** Begin Dataset content **
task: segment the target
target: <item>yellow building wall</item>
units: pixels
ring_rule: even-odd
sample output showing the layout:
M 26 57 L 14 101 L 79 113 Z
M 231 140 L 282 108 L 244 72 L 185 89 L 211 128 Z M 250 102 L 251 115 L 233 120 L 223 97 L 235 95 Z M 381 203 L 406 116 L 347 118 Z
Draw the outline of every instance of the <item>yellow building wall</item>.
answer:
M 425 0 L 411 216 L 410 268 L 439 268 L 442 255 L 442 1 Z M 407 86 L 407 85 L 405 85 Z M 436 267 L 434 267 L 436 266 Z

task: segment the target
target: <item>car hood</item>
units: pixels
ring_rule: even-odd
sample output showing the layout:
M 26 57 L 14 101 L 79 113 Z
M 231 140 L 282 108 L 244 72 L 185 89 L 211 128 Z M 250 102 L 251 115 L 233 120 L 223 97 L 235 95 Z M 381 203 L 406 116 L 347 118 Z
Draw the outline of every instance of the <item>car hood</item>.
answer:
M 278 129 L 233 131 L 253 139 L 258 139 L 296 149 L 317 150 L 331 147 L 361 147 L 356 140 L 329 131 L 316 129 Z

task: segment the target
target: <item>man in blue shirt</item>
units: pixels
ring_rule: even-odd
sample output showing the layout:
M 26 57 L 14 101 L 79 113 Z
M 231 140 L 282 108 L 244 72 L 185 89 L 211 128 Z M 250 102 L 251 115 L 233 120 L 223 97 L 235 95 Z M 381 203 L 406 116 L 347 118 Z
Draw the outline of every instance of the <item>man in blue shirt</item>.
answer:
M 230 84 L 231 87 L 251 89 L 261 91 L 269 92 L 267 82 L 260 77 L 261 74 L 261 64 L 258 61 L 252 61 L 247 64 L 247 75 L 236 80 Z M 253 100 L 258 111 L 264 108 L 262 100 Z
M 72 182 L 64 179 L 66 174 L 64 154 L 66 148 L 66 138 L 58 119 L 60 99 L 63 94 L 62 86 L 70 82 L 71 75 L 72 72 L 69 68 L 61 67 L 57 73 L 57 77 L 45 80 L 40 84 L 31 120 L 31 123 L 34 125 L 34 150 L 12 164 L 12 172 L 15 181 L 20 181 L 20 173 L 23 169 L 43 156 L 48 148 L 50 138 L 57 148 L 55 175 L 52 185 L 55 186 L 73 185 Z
** End Dataset content **
What this task involves: Nothing in the data may differ; print all of it exactly as written.

Output of the task:
task: segment the target
target: <item>yellow building wall</item>
units: pixels
ring_rule: even-odd
sample output showing the layout:
M 26 57 L 14 101 L 79 113 Z
M 231 140 L 282 108 L 244 72 L 185 89 L 211 128 Z M 250 102 L 251 115 L 233 120 L 223 97 L 235 95 Z M 381 203 L 406 116 L 347 118 Z
Draw the outline of every instance of the <item>yellow building wall</item>.
answer:
M 425 0 L 411 216 L 410 268 L 439 268 L 442 255 L 442 1 Z M 407 86 L 407 85 L 405 85 Z M 436 267 L 434 267 L 436 266 Z

task: segment the target
target: <item>car hood</item>
units: pixels
ring_rule: even-odd
sample output showing the layout:
M 26 57 L 14 101 L 79 113 Z
M 231 140 L 282 108 L 244 72 L 185 89 L 211 128 Z M 250 102 L 251 115 L 233 120 L 223 97 L 235 95 Z M 381 203 L 406 116 L 347 118 Z
Draw the outline of every instance of the <item>car hood</item>.
answer:
M 278 129 L 233 131 L 253 139 L 258 139 L 296 149 L 317 150 L 331 147 L 361 147 L 356 140 L 329 131 L 316 129 Z

task: segment the target
target: <item>man in blue shirt</item>
units: pixels
ring_rule: even-odd
sample output showing the layout:
M 26 57 L 14 101 L 79 113 Z
M 231 140 L 282 108 L 244 72 L 185 89 L 211 128 Z M 250 102 L 251 115 L 233 120 L 223 97 L 235 95 Z M 381 203 L 406 116 L 347 118 Z
Draw the outline of every instance of the <item>man in blue shirt</item>.
answer:
M 230 84 L 231 87 L 251 89 L 261 91 L 269 92 L 267 82 L 260 77 L 261 74 L 261 64 L 258 61 L 252 61 L 247 64 L 247 75 L 236 80 Z M 253 100 L 258 111 L 264 108 L 262 100 Z
M 72 182 L 64 179 L 66 174 L 64 154 L 66 148 L 66 138 L 58 119 L 60 99 L 63 94 L 62 86 L 70 82 L 71 75 L 72 72 L 69 68 L 61 67 L 57 73 L 57 77 L 45 80 L 40 84 L 31 120 L 31 123 L 34 125 L 34 150 L 12 164 L 12 172 L 15 181 L 20 181 L 20 173 L 23 169 L 43 156 L 48 148 L 50 138 L 57 148 L 55 175 L 52 185 L 55 186 L 73 185 Z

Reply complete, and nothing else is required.